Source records
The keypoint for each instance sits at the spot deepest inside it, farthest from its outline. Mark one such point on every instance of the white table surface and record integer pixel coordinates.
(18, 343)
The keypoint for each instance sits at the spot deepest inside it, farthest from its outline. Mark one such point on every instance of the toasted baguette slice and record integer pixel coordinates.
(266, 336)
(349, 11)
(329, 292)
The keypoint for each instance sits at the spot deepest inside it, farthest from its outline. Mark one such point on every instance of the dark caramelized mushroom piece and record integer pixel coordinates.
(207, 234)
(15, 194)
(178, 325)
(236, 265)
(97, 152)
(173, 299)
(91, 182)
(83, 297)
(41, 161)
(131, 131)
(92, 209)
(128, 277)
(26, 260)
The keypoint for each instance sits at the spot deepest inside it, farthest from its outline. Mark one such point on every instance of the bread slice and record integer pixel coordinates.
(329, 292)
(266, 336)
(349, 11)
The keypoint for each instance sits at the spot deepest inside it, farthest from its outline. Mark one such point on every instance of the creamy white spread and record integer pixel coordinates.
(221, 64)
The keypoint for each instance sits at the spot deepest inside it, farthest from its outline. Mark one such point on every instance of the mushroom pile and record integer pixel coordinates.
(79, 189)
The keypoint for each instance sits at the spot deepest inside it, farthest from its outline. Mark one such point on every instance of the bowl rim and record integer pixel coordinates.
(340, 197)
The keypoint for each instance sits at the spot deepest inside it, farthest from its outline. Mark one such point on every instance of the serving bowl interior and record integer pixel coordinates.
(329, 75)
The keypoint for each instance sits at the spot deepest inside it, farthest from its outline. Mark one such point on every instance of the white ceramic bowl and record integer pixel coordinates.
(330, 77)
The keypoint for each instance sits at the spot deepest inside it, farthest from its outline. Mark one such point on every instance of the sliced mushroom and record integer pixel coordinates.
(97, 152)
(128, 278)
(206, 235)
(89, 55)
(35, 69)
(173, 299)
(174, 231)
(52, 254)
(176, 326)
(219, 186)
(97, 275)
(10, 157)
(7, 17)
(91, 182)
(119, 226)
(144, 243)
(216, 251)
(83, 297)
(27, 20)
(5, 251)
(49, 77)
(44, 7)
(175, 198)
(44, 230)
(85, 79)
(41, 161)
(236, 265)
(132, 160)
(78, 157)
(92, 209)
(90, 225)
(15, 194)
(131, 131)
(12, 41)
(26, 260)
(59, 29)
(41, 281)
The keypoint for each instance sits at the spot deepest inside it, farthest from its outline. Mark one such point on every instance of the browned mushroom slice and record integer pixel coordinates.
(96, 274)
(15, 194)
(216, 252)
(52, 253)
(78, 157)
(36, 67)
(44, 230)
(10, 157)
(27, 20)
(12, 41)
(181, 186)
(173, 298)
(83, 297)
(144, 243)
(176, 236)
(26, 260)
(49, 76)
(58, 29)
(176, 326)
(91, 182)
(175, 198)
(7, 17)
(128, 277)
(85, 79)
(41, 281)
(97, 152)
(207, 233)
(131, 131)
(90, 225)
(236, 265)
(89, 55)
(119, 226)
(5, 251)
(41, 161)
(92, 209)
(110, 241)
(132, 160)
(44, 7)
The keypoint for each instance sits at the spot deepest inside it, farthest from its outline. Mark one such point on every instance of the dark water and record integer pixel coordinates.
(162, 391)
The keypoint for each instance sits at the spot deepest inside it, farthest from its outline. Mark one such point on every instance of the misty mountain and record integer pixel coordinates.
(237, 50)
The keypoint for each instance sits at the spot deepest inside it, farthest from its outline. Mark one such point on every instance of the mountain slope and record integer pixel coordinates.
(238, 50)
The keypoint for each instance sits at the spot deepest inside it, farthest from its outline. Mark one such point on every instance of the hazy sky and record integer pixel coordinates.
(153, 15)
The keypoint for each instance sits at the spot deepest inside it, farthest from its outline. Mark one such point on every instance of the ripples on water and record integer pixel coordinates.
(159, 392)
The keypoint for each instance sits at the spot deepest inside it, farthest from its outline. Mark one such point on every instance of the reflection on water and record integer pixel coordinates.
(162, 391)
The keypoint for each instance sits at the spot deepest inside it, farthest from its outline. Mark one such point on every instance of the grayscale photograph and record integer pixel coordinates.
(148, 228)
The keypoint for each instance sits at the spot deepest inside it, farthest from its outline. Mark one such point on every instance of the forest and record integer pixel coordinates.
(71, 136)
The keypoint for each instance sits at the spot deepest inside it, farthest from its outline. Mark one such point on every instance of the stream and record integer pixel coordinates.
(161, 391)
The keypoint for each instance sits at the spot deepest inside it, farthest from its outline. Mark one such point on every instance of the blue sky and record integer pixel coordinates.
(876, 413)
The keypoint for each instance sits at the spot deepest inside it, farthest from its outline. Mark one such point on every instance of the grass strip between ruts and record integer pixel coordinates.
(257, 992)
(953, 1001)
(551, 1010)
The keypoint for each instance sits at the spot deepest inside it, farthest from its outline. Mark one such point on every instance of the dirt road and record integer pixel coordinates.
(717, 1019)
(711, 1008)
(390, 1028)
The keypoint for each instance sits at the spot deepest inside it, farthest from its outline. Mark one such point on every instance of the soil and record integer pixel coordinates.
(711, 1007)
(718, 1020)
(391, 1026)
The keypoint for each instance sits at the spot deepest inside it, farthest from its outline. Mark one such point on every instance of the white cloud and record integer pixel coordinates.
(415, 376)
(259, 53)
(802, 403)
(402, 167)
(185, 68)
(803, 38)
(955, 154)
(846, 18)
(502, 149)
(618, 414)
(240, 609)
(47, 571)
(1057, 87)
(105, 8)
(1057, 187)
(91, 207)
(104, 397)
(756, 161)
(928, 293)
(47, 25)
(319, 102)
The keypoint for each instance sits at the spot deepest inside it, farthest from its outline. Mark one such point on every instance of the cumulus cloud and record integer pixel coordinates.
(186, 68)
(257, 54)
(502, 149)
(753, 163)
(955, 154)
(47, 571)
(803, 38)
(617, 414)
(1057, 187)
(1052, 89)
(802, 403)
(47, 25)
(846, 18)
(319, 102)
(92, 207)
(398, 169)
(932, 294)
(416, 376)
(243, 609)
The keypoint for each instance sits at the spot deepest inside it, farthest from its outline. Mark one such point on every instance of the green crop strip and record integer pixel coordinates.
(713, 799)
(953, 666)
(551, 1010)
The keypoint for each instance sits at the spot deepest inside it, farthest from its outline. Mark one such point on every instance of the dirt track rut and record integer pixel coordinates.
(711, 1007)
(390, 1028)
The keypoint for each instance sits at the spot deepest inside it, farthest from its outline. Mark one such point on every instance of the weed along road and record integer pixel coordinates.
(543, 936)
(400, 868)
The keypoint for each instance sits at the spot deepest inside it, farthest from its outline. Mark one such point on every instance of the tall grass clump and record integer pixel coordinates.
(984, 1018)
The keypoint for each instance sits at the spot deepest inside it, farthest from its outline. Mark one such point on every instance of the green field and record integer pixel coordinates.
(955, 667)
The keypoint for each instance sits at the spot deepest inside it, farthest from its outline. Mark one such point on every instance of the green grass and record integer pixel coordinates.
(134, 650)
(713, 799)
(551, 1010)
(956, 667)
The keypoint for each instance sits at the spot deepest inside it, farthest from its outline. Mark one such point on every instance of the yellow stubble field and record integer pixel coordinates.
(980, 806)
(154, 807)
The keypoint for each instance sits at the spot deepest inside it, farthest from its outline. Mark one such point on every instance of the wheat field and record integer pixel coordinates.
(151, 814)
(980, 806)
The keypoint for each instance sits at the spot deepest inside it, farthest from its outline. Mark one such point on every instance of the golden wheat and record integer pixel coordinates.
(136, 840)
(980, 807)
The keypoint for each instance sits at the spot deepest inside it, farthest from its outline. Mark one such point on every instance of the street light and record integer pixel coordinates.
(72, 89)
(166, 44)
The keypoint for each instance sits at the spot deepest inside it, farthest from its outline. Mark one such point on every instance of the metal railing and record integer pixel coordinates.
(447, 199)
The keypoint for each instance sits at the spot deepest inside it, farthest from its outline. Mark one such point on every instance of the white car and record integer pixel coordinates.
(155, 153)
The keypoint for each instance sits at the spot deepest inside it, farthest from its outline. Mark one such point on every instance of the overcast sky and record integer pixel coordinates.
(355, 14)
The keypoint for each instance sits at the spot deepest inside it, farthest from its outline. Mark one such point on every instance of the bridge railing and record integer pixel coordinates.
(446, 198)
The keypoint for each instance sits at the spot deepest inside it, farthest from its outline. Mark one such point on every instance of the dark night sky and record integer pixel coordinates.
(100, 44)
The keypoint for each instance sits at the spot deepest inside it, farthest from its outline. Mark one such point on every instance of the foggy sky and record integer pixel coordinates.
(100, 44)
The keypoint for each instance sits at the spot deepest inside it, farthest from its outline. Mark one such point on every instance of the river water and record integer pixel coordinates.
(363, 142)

Task brief
Lines from the one that contains "night sky and record integer pixel coordinates." through the final line of the entries must be duplicated exactly, and no other lines.

Answer box
The keypoint for each instance sits at the spot deepest inside it, farthest from its outline. Mark one such point on every instance of the dark night sky and record integer pixel coordinates.
(100, 44)
The keypoint for each instance sits at the spot deepest inside it, farthest from its outline. Mark one such point on every instance of the foggy sky and record integer pixel coordinates.
(100, 44)
The keypoint for each instance sits at the spot deepest inside it, farthest from its outline. Mark one such point on every instance of the river water and record integer pixel coordinates.
(363, 142)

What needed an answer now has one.